WHAT IS ASKED
Rewrite the data below as a JSON list of strings, with each line as its own string and blank lines omitted.

THE INPUT

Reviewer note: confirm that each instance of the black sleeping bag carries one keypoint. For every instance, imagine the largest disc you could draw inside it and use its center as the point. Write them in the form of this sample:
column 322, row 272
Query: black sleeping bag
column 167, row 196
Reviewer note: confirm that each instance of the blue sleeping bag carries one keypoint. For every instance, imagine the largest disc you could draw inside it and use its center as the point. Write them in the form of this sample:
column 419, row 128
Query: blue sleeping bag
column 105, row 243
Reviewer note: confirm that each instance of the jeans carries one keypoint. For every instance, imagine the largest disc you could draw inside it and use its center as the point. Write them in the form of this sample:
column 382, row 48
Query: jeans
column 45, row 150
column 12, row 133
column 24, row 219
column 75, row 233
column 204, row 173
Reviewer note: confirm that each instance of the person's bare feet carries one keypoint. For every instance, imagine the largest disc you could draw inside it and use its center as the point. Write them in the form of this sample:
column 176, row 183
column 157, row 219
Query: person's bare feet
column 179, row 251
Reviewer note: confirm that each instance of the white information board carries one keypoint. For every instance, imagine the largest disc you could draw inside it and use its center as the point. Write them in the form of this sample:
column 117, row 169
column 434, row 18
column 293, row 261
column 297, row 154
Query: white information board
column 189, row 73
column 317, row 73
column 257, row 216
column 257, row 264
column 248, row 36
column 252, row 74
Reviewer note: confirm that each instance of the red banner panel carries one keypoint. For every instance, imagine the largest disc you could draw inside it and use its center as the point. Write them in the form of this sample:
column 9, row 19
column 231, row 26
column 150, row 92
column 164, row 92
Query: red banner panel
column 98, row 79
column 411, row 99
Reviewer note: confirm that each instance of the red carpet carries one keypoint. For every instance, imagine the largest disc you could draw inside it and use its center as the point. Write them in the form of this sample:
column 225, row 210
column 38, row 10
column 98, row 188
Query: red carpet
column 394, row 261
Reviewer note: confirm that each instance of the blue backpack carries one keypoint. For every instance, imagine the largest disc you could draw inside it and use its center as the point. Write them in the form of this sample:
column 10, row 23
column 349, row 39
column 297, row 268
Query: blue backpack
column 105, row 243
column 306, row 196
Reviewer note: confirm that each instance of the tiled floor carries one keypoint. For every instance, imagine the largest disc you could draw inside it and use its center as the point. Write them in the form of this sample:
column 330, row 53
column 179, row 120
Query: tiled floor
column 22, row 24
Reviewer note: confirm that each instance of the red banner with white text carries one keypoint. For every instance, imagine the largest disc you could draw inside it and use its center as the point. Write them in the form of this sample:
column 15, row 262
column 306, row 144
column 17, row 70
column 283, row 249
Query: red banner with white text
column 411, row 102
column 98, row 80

FINAL RESULT
[
  "Reviewer note: confirm that each instance of the black sleeping bag carries one keypoint. For every instance, imagine the largest disc you could draw inside it and use its center as the point. Write them in the form of this sample:",
  "column 322, row 272",
  "Query: black sleeping bag",
  "column 167, row 196",
  "Reviewer note: confirm that each instance of the blue sleeping bag carries one keypoint. For every instance, imagine the largest disc you could draw inside it and use its center as the point. Write them in the form of this sample:",
  "column 419, row 128",
  "Query: blue sleeping bag",
  "column 105, row 243",
  "Reviewer note: confirm that each instance of the jeans carries one keypoint. For every instance, imagine the largest disc you could draw inside it and use its center as the point. Write them in the form of this sample:",
  "column 382, row 48",
  "Query: jeans",
  "column 45, row 150",
  "column 12, row 133",
  "column 24, row 219",
  "column 75, row 233",
  "column 204, row 173",
  "Reviewer note: confirm that each instance of the person's bare feet carries one keypoint. For every instance, imagine the largest disc you could draw inside it and use its center as the point. Write them in the form of this sample:",
  "column 176, row 183",
  "column 157, row 219",
  "Query: person's bare feet",
  "column 179, row 251",
  "Reviewer note: confirm that each instance of the white information board carries one keypoint. For every instance, imagine the largest disc you could draw inside it and use its center as the point. Write them in the form of this sample:",
  "column 117, row 169",
  "column 434, row 18",
  "column 293, row 261",
  "column 297, row 154",
  "Query: white information board",
  "column 189, row 73",
  "column 317, row 73",
  "column 257, row 216",
  "column 257, row 264",
  "column 248, row 36",
  "column 252, row 74",
  "Reviewer note: confirm that each instance of the red banner panel carries one keypoint. For every instance, imagine the largest disc you could draw inside it and use its center as the point. Write them in the form of this sample:",
  "column 9, row 19",
  "column 231, row 26",
  "column 150, row 92",
  "column 164, row 92",
  "Query: red banner panel",
  "column 98, row 79",
  "column 411, row 99",
  "Reviewer note: confirm that each instance of the red carpet carries one keypoint. For every instance, imagine the largest disc you could draw inside it and use its center as the point. Write them in the form of this sample:",
  "column 225, row 210",
  "column 38, row 10",
  "column 98, row 188",
  "Query: red carpet",
  "column 394, row 261",
  "Reviewer note: confirm that each instance of the blue backpack carries one keypoint. For every instance, imagine the largest disc you could draw inside it and use its center as the point. Write them in the form of this sample:",
  "column 10, row 23",
  "column 349, row 39",
  "column 297, row 268",
  "Query: blue backpack",
  "column 105, row 243",
  "column 306, row 196",
  "Reviewer note: confirm that each instance of the tiled floor carries one keypoint. For every instance, imagine the largest disc you could draw inside it and use its center as the point. Write them in the form of this sample:",
  "column 330, row 53",
  "column 179, row 120",
  "Query: tiled floor",
  "column 22, row 24",
  "Reviewer note: confirm that each instance of the red banner with white text carries one keypoint. For every instance, imagine the largest disc you could draw inside it and use its center as the point. Write them in the form of this sample:",
  "column 15, row 262",
  "column 306, row 144",
  "column 17, row 70",
  "column 283, row 249",
  "Query: red banner with white text",
  "column 411, row 102",
  "column 98, row 80"
]